**WORK INSTRUCTIONS:**
**1.** Write out the passage on sexual harassment in health care word for word, starting with "It is telling" and going on through "at all unfamiliar.".
**2.** Sum up the passage on sexual harassment in health care in two sentences.
**3.** In the passage on sexual harassment in health care, what share of the residents surveyed at a children's hospital in Mexico reported harassing behaviors?

**PASSAGE TO READ:**
((

It is telling that TIME Magazine’s Person of the Year honor was shared by “the silence breakers,” 61 women and men, from familiar actors to ordinary people, who came forward to report sexual assault and harassment, mostly in the workplace.1 Their stories are powerful and, sadly, not at all unfamiliar.
From the perspective of a female surgeon, one of the first female chairs of surgery, and now as one of a handful of female medical center chief executive officers and medical school deans, it appears that US society is on the cusp of a change in addressing sexual harassment and abuse.
Change often starts with the familiar basics: policies, education, and training. The harassment policy at Wake Forest Baptist Medical Center is clear and direct: Respectful behavior in the workplace is nonnegotiable. All staff members are responsible for making the medical center a safe, inclusive place where every individual feels valued, respected, and able to do his or her best work. There are no excuses and no exceptions to allow or enable anything less.
Similar policies are in place in hospitals across the country with similar important language: Discrimination or harassment of any employee or student based on sex, race, color, religion, national origin, sexual orientation, gender identity, age, or disability will not be tolerated. But policies are not always practiced and incidents are not always reported, due to fear of retaliation or harm to career advancement.
Health care workers in the United States are not alone with respect to sexual harassment. Around the world, there are reports of harassment, disrespect, and bullying in health care and science. In some countries, these behaviors border on unsafe. In a recent study, 83% (100/120) of physicians, nursing, and support staff at Bahrain Defense Force Hospital emergency departments, at 1-year follow-up, reported experiencing verbal abuse (78%), followed by physical abuse (11%), and sexual abuse (3%).2 In another recent study involving a survey of 137 residents at a children’s hospital in Mexico, 32% reported bullying and 82% reported harassing behaviors.3 Being female and younger than 29 years of age were reported as factors significantly associated with workplace bullying.3
If current methods and policies to prevent harassment and bias in health care are not working, what can leaders and others do to address this, especially if staff members do not feel there is someone they can talk with openly? Some organizations have set up an independent intermediary or outside organization with a hotline to report inappropriate actions or conversations and to manage the matter through to resolution. Other health care systems require staff to take real-time or virtual training to learn how to address being bullied or what to do when they see someone else being disrespected.4
Policies and training are well meaning and necessary, but gender bias and harassment must be eliminated. It is an issue that affects all of society. In the enormous public response to publicity around harassment and gender bias—across multiple industries and organizations over the last several months—society has decided: This is wrong.

))

**DATASET EXCERPTS:**
((

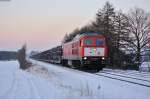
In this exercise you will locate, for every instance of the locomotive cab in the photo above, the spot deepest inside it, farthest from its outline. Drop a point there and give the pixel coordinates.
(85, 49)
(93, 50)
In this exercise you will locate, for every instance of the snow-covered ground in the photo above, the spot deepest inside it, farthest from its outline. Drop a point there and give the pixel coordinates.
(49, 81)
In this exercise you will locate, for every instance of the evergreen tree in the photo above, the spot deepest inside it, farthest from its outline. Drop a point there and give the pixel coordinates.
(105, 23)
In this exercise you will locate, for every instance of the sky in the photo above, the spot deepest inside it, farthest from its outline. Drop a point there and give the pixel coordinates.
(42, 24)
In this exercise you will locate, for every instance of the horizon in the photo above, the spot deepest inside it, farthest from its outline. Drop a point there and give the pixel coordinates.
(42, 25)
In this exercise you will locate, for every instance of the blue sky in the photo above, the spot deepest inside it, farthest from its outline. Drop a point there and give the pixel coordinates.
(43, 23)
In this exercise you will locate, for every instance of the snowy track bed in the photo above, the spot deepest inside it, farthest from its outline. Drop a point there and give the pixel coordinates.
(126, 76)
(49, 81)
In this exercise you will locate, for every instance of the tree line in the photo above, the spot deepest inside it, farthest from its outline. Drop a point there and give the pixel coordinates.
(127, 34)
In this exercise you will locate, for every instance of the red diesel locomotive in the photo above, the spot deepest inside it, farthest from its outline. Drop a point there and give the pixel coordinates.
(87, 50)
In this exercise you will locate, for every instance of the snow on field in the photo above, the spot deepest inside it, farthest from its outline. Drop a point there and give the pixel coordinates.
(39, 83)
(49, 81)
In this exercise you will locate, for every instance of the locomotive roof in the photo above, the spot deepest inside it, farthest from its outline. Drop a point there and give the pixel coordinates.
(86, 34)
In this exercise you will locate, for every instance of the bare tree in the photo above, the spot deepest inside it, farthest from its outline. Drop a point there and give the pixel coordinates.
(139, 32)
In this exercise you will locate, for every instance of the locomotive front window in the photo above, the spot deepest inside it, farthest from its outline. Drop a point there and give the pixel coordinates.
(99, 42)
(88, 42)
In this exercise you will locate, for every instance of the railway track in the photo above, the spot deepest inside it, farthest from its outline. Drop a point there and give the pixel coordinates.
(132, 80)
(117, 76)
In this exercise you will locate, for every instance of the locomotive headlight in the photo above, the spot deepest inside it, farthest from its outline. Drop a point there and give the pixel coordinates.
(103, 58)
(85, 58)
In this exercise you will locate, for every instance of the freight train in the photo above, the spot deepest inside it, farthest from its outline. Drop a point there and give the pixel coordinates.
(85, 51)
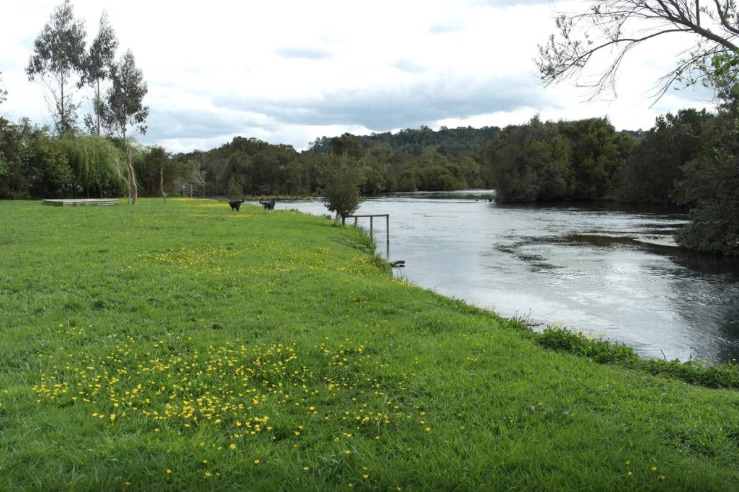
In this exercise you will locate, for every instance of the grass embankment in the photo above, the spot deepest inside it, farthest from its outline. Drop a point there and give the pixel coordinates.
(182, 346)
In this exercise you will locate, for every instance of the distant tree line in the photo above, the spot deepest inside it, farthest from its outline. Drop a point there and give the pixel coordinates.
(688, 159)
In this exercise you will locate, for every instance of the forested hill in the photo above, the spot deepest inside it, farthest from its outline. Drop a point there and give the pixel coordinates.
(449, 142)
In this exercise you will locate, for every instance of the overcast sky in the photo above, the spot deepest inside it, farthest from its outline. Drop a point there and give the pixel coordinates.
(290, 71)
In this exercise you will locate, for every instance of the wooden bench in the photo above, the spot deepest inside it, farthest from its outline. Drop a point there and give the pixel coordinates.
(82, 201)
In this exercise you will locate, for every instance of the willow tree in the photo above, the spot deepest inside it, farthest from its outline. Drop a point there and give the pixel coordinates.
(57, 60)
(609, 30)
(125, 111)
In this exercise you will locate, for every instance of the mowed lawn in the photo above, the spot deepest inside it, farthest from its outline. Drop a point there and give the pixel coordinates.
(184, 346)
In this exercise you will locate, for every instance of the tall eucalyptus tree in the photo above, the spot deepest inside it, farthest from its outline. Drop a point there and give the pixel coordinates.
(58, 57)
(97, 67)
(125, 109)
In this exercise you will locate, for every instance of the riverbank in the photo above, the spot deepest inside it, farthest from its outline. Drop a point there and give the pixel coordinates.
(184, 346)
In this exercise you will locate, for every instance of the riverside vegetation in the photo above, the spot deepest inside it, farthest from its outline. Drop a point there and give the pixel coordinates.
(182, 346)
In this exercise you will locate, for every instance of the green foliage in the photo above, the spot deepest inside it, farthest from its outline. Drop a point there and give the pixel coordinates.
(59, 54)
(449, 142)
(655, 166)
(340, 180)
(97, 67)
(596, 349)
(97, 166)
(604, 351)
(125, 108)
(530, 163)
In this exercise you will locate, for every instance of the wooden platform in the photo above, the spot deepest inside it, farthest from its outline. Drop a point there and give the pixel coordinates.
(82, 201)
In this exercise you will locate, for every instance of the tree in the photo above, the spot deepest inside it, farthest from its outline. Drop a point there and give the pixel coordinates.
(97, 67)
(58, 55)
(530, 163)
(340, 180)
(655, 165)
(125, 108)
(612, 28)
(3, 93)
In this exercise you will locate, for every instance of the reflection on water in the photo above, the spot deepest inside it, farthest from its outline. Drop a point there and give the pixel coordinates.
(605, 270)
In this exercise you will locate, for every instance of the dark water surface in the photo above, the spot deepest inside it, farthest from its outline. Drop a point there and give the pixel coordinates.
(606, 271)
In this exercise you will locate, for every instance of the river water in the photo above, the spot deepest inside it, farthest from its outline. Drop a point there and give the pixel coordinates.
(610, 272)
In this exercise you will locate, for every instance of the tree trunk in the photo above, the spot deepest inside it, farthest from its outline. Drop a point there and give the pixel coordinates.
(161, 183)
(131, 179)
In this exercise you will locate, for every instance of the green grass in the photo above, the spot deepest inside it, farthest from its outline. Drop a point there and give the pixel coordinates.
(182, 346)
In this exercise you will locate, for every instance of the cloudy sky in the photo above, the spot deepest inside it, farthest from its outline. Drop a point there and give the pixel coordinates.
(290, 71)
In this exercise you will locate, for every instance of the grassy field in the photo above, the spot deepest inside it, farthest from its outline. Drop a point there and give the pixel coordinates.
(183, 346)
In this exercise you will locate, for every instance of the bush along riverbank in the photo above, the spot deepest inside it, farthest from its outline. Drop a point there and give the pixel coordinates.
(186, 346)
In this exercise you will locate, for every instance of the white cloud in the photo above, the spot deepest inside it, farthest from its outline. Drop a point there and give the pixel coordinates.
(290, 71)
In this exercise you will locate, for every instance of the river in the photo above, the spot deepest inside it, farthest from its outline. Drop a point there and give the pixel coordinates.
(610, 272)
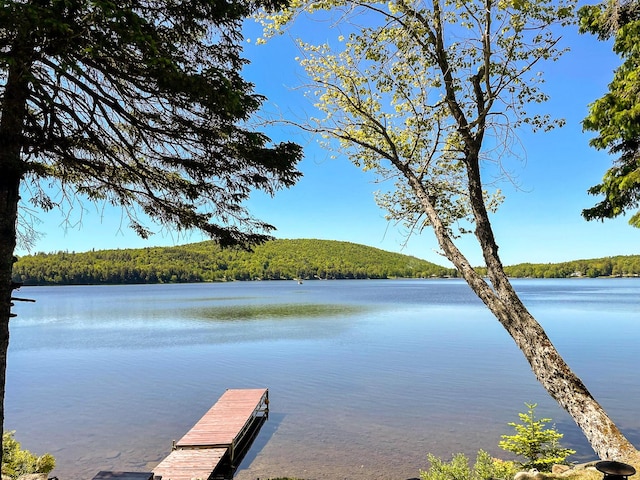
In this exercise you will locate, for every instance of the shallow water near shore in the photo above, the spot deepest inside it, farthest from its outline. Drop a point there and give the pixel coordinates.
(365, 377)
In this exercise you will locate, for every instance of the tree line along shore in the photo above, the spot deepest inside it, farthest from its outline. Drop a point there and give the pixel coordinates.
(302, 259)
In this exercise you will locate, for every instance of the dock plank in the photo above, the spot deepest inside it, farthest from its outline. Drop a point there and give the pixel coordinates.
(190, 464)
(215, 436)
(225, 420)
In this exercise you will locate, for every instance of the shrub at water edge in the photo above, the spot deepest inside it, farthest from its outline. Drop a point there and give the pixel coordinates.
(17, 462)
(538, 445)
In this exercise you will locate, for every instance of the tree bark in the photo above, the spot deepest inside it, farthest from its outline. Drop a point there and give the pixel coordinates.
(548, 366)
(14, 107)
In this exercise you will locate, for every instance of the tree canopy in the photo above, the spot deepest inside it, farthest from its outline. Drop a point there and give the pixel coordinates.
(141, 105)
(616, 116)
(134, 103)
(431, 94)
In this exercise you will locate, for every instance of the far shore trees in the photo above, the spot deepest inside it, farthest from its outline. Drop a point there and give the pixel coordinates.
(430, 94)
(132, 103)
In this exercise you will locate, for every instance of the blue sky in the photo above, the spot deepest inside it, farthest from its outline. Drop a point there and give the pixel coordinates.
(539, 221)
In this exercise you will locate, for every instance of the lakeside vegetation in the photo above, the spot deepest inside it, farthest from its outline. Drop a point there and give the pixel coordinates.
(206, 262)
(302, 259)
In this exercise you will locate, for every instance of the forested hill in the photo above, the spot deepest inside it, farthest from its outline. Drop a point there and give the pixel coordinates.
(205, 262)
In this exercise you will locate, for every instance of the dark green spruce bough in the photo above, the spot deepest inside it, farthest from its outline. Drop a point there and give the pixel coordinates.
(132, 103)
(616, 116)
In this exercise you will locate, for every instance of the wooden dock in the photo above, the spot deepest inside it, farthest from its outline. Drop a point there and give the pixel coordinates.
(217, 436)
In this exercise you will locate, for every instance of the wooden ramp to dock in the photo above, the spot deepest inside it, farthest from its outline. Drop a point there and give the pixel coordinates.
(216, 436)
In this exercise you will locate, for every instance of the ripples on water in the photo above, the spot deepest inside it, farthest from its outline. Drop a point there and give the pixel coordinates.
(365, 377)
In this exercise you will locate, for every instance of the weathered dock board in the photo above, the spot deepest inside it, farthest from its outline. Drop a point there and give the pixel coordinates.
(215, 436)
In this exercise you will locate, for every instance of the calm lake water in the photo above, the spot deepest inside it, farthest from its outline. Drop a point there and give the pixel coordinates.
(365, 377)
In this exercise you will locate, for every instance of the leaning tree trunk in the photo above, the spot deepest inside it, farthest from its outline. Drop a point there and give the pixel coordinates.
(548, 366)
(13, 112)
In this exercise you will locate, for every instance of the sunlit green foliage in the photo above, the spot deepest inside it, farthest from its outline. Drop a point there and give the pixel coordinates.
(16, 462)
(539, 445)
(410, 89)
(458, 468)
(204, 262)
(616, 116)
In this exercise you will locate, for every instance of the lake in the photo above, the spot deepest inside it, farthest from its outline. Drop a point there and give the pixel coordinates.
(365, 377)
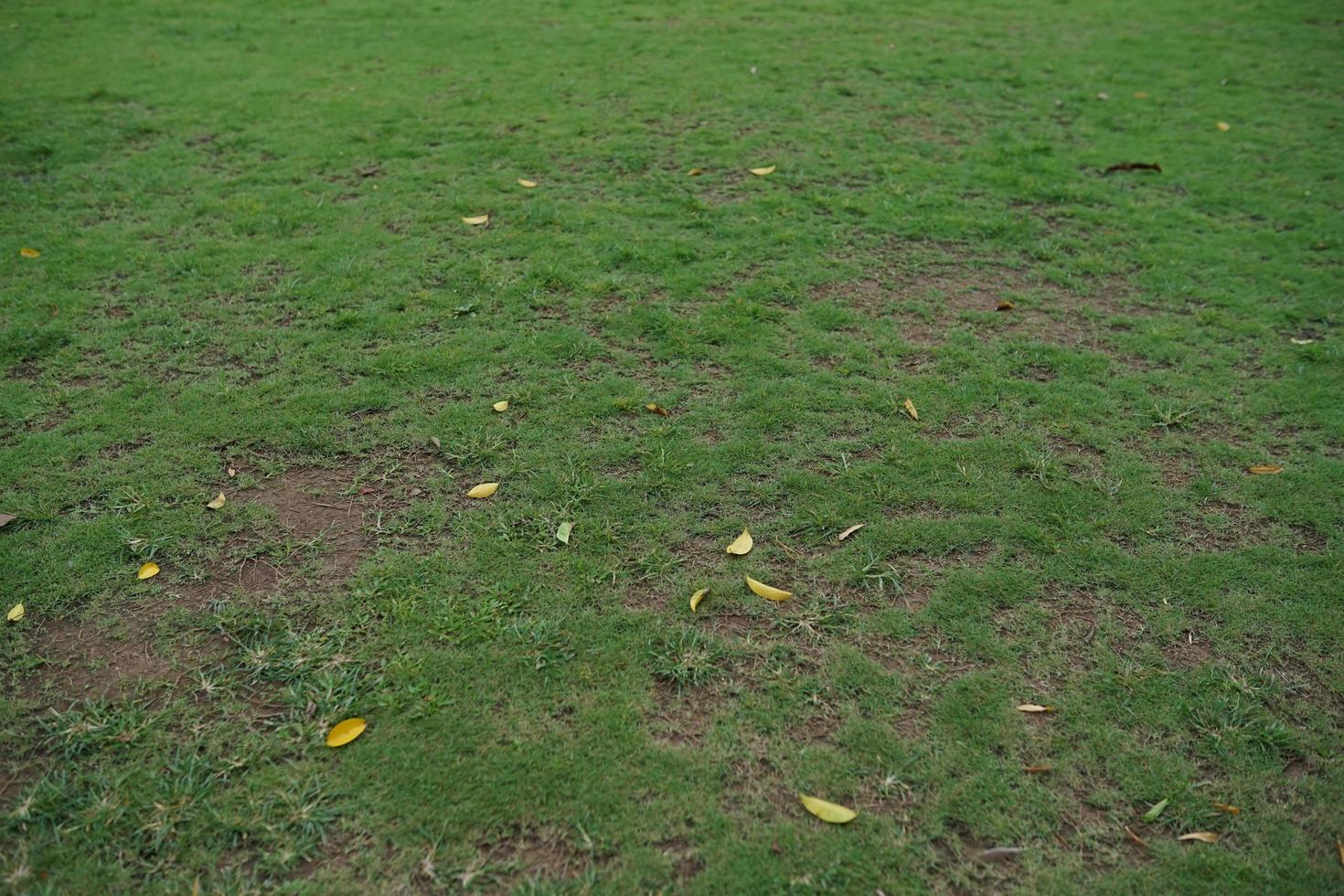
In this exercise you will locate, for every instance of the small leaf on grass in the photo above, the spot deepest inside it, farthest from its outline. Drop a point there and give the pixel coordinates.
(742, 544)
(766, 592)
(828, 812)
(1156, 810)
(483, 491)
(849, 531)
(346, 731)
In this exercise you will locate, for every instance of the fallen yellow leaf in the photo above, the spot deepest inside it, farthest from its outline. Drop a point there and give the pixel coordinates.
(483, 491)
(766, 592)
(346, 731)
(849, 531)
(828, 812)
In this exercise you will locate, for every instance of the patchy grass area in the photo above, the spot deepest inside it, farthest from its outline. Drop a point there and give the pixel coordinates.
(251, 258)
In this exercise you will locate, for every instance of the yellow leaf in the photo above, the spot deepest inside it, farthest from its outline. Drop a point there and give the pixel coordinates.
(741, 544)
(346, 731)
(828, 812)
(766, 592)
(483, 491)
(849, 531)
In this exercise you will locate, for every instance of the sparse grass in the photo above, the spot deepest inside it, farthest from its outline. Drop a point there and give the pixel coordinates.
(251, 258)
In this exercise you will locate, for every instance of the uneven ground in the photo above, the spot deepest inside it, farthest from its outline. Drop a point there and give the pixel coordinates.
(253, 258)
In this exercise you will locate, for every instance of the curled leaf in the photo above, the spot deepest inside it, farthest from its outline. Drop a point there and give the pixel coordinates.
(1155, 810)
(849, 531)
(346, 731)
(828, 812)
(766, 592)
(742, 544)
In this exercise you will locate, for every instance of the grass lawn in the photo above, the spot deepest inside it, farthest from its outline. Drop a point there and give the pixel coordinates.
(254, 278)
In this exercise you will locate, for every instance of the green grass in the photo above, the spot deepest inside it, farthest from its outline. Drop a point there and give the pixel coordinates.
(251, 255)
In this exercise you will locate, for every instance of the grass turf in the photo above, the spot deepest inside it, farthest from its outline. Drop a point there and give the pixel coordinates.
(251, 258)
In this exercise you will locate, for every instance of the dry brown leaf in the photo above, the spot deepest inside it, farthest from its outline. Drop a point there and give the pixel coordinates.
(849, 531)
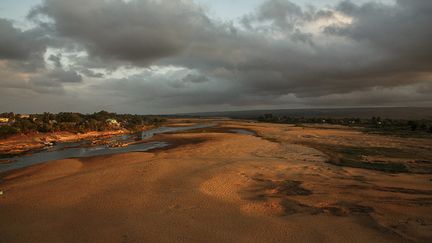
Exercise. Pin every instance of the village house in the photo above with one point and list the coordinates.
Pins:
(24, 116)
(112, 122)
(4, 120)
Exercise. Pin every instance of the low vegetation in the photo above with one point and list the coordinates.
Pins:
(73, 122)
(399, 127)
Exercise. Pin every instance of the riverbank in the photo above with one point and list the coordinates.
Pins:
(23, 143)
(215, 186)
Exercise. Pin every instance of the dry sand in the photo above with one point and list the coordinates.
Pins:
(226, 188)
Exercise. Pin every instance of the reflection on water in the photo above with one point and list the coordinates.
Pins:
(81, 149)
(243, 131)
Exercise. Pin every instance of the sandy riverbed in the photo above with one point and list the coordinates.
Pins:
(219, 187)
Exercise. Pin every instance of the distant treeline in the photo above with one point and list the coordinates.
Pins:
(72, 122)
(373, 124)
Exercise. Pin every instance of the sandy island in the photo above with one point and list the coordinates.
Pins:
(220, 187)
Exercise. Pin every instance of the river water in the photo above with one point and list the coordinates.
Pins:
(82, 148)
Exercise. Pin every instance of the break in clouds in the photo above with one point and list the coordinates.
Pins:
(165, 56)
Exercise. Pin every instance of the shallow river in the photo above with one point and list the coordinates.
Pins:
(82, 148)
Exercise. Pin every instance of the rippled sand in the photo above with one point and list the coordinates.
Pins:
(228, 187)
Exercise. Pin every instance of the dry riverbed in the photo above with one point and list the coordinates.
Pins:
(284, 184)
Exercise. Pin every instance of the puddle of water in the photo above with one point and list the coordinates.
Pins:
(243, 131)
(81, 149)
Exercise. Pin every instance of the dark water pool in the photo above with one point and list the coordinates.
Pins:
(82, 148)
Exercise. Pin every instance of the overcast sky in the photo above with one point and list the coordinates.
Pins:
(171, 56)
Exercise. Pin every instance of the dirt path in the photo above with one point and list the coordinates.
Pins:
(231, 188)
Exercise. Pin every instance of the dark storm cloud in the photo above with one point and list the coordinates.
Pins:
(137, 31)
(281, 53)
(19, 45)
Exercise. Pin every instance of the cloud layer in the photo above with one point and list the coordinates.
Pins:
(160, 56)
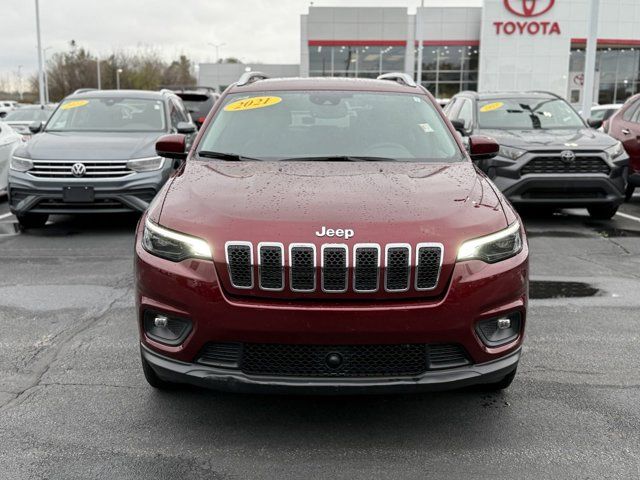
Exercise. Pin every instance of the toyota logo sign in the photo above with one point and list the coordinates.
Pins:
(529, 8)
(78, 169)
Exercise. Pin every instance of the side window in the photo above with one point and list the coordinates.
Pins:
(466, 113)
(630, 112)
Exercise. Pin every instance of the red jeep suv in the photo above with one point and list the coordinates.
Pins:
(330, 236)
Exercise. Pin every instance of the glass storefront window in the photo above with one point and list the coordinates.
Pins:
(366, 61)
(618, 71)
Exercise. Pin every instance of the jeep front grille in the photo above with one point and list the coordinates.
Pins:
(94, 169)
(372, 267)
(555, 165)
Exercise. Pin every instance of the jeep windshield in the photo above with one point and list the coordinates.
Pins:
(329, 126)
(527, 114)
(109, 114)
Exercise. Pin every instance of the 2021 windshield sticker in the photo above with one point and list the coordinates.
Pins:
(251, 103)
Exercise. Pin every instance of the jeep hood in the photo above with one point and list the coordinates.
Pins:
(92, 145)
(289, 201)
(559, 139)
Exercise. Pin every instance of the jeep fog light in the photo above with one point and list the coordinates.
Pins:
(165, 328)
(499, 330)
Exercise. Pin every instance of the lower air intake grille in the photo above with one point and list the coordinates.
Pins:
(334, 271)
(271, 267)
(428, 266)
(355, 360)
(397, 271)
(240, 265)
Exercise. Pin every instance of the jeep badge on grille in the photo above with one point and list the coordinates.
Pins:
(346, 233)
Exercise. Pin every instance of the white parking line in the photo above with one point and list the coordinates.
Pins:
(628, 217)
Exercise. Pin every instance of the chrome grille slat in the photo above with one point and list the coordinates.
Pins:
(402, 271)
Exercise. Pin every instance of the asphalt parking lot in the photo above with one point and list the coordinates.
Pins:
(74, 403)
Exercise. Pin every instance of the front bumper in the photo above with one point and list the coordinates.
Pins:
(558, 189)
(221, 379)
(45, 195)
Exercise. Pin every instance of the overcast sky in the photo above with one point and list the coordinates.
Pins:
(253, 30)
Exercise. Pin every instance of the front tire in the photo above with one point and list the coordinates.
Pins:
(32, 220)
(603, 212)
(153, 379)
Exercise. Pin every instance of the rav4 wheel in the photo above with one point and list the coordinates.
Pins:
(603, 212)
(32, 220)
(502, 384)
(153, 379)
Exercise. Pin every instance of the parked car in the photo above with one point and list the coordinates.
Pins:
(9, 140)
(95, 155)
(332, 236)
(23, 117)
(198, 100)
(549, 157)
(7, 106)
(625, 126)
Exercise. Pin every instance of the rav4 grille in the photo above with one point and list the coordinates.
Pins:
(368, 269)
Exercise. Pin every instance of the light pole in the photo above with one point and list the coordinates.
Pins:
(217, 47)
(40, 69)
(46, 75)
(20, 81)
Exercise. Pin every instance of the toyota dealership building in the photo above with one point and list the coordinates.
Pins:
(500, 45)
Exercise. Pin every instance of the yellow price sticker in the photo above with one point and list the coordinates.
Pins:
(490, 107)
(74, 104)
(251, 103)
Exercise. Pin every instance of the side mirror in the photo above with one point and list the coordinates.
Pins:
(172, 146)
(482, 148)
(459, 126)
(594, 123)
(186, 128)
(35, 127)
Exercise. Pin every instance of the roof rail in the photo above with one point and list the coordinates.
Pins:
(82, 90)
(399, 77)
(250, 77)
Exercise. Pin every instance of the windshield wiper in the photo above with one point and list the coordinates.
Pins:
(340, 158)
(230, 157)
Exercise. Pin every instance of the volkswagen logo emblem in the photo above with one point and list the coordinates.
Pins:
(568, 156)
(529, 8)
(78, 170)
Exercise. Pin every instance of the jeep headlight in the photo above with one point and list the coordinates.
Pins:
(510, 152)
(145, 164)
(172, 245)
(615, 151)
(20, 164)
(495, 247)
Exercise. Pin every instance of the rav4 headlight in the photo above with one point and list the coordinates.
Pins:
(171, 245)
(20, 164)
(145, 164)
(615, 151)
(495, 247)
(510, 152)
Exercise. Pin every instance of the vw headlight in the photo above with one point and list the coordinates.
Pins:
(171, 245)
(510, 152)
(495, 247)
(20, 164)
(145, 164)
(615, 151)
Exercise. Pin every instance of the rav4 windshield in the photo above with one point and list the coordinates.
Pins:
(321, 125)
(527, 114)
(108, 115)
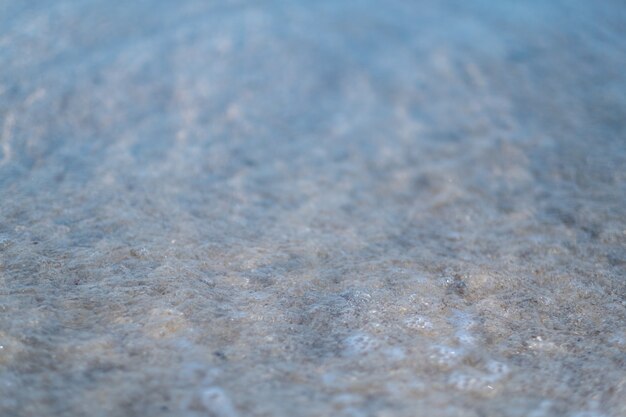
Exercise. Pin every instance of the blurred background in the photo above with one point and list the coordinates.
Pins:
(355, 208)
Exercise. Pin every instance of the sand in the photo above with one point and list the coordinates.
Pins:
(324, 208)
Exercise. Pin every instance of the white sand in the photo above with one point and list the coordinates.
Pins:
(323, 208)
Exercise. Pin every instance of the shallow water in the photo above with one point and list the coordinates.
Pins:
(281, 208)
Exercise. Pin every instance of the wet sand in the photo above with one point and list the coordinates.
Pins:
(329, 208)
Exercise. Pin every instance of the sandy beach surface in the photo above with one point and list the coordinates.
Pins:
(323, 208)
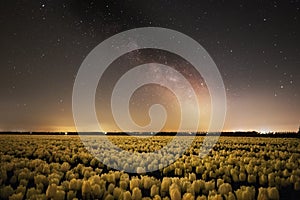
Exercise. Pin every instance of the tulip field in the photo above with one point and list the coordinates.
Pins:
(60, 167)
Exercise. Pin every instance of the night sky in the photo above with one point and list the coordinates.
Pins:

))

**RESULTS OF THE TASKS:**
**1.**
It is telling that TIME Magazine’s Person of the Year honor was shared by “the silence breakers,” 61 women and men, from familiar actors to ordinary people, who came forward to report sexual assault and harassment, mostly in the workplace.1 Their stories are powerful and, sadly, not at all unfamiliar.

**2.** Hospitals such as Wake Forest Baptist Medical Center have clear policies against harassment, but these are not always practiced and incidents often go unreported for fear of retaliation or harm to careers, and studies from Bahrain and Mexico show the problem exists in health care around the world. Some organizations have responded with independent hotlines or required training, but while such policies and training are necessary, gender bias and harassment must be eliminated.

**3.** 82% reported harassing behaviors.